## Activity
Answer these questions from the piece on the Bugatti Tourbillon's design:
1. What is Jan Schmid's title at Bugatti?
2. The Tourbillon is the first car of which Bugatti era?
3. Where is the EU license plate placed on the Tourbillon?

## Passage to read
■ ■ ■

When Jan Schmid and his team began sketching the Bugatti Tourbillon, they weren’t just designing another hypercar — they were negotiating a century-long legacy. For Bugatti’s Chief Exterior Designer, the question was deceptively simple: how do you honor 115 years of unmatched artistry while driving the brand into a new age?
“The answer,” Schmid says, “was finding that sweet spot of what a Bugatti is and what a Bugatti can be in the future.”

Designing the Next Icon
The Tourbillon is the first car of Bugatti’s “New Era” — and it wears that responsibility in every millimeter of carbon and aluminum. Its form is both reverent and radical, carrying forward the brand’s unmistakable design DNA while reinterpreting it for a generation that expects digital precision and electric assistance in its 16-cylinder symphonies.
From the front, the Tourbillon is pure motion. The iconic horseshoe grille sits lower and wider than ever before, anchoring a face that seems to inhale the road ahead. Even details as mundane as the EU license plate have been meticulously considered; its placement within the horseshoe’s curve preserves aerodynamic purity and visual harmony.

■ ■ ■

## Dataset items

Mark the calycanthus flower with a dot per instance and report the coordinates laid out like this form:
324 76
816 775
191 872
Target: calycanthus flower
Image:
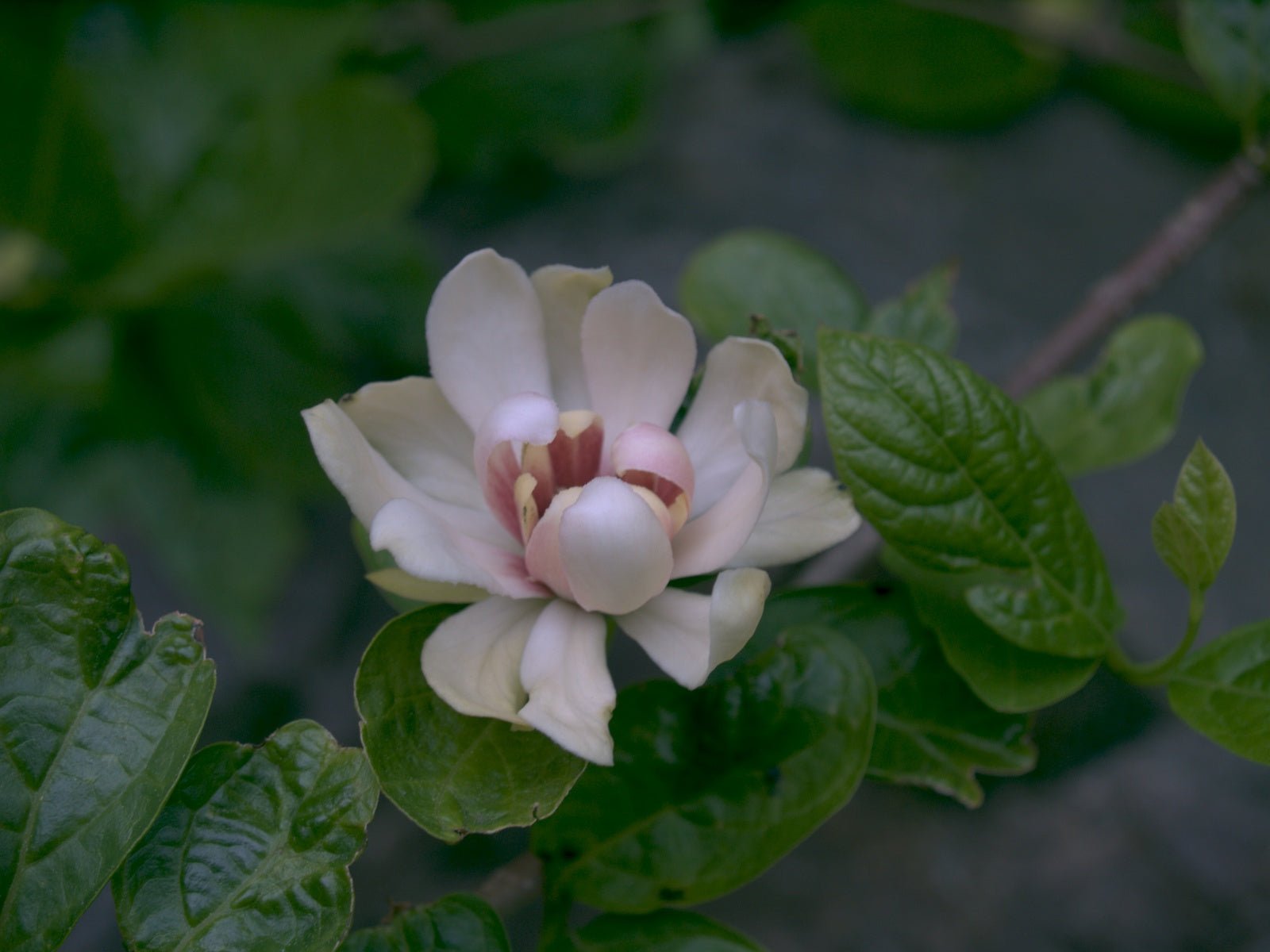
537 475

■ ■ ■

## Solution for this task
1. Chief Exterior Designer
2. The "New Era"
3. Within the curve of the horseshoe grille